REQUIRED WORK >>
Lines before the one containing "white wall in this photo." are excluded; print that line and every line after it through the end of the material below, exactly.

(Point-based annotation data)
※ ※ ※
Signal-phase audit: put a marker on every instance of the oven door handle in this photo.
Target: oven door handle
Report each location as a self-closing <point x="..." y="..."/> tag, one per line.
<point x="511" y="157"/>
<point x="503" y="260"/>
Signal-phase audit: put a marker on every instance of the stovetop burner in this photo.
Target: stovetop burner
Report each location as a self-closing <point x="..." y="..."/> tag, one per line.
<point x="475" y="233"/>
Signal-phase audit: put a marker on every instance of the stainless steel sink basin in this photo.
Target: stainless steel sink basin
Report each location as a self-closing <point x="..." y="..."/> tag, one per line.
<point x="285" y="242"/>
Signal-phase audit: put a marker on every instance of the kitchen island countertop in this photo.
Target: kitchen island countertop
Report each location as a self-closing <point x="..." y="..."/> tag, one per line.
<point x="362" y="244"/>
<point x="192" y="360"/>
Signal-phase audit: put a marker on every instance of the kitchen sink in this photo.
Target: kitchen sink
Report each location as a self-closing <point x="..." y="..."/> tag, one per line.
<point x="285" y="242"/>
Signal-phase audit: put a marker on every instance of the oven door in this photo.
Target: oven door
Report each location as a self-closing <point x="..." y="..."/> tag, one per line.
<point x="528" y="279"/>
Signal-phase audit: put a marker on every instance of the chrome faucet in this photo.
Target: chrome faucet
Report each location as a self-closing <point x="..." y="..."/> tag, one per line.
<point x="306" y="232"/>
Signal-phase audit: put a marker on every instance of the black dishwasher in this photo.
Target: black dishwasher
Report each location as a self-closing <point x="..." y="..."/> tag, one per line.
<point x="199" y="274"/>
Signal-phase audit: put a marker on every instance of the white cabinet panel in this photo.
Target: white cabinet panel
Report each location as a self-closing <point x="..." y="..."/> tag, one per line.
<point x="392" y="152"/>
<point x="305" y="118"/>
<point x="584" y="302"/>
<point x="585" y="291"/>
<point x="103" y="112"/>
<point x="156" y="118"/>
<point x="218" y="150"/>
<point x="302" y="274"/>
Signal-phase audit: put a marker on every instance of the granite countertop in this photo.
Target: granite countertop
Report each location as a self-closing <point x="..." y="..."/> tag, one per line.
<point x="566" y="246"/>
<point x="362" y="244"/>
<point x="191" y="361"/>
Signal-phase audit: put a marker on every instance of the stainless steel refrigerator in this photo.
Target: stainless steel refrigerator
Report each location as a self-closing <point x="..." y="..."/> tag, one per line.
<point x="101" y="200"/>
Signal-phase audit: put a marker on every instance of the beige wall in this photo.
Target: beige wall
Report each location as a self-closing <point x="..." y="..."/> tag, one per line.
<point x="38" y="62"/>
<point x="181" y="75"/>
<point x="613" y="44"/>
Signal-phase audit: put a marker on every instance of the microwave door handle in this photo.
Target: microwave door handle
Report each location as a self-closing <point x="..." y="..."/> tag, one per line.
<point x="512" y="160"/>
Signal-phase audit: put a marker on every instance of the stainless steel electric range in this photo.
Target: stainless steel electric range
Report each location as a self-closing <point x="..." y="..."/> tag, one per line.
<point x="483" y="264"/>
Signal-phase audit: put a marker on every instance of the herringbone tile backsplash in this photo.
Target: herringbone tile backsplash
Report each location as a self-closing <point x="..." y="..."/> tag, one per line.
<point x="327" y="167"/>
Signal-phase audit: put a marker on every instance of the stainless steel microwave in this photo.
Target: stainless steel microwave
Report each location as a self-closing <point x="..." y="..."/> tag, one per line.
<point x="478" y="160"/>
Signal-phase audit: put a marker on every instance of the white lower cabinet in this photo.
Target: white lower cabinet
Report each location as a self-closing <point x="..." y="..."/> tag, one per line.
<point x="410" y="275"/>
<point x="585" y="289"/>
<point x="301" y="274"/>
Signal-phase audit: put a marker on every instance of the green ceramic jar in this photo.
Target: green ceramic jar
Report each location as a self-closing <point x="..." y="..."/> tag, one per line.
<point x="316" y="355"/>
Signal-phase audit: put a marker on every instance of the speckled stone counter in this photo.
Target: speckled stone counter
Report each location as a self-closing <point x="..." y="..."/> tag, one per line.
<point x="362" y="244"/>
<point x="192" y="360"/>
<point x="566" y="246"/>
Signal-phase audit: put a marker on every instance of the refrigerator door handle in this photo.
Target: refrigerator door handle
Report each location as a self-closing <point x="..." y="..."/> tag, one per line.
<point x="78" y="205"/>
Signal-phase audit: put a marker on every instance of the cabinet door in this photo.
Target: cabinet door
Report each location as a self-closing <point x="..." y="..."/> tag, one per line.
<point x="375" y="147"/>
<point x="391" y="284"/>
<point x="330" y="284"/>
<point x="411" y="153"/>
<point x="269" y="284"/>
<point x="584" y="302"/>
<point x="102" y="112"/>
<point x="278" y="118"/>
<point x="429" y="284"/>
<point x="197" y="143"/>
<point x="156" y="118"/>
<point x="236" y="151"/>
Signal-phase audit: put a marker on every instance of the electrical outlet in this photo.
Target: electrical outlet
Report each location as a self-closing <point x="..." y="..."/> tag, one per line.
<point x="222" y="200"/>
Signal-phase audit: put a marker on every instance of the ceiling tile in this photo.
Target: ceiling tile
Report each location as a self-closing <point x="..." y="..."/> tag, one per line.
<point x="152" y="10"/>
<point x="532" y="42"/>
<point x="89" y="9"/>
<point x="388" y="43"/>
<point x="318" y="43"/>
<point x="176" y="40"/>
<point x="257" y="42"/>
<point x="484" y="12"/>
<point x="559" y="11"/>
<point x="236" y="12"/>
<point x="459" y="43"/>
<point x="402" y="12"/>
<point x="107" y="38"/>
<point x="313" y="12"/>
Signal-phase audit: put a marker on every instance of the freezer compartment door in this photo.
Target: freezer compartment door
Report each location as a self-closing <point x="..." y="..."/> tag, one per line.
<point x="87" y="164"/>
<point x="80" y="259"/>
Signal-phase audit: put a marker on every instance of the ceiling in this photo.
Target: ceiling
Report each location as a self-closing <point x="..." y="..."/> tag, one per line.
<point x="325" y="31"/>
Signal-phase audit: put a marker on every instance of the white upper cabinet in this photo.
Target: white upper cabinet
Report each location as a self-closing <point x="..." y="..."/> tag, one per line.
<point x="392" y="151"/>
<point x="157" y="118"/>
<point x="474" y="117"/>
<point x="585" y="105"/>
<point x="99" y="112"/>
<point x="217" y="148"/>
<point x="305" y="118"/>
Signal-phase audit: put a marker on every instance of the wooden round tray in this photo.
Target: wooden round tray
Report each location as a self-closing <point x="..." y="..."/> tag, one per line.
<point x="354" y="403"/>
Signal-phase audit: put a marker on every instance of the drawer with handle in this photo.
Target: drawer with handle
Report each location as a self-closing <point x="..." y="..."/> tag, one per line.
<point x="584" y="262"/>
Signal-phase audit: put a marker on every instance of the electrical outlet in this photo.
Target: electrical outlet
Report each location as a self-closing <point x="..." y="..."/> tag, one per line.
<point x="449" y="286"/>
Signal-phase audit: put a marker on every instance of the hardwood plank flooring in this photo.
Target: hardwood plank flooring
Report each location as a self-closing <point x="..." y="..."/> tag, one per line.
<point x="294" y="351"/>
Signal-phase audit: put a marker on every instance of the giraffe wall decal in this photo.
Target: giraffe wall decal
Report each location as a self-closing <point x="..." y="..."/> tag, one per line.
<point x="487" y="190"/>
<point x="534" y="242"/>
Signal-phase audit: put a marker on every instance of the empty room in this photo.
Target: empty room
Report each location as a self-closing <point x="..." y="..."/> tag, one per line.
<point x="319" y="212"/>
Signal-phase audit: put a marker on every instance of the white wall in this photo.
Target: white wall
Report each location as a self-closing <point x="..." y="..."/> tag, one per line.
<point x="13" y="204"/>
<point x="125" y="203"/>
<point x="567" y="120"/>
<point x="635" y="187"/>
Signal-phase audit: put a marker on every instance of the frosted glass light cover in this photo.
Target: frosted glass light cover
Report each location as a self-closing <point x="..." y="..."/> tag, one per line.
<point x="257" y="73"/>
※ ※ ※
FINAL RESULT >>
Signal-phase audit: put a marker on every instance of the white wall in this photo.
Target: white wall
Report each location as a self-closing <point x="..." y="..."/> tag, one per line.
<point x="13" y="204"/>
<point x="125" y="203"/>
<point x="567" y="120"/>
<point x="635" y="187"/>
Signal-phase audit: put a marker on every instance of the frosted glass light cover in this photo.
Target: frosted glass light cover
Report each location as a self-closing <point x="..." y="..."/> tag, one per line.
<point x="257" y="73"/>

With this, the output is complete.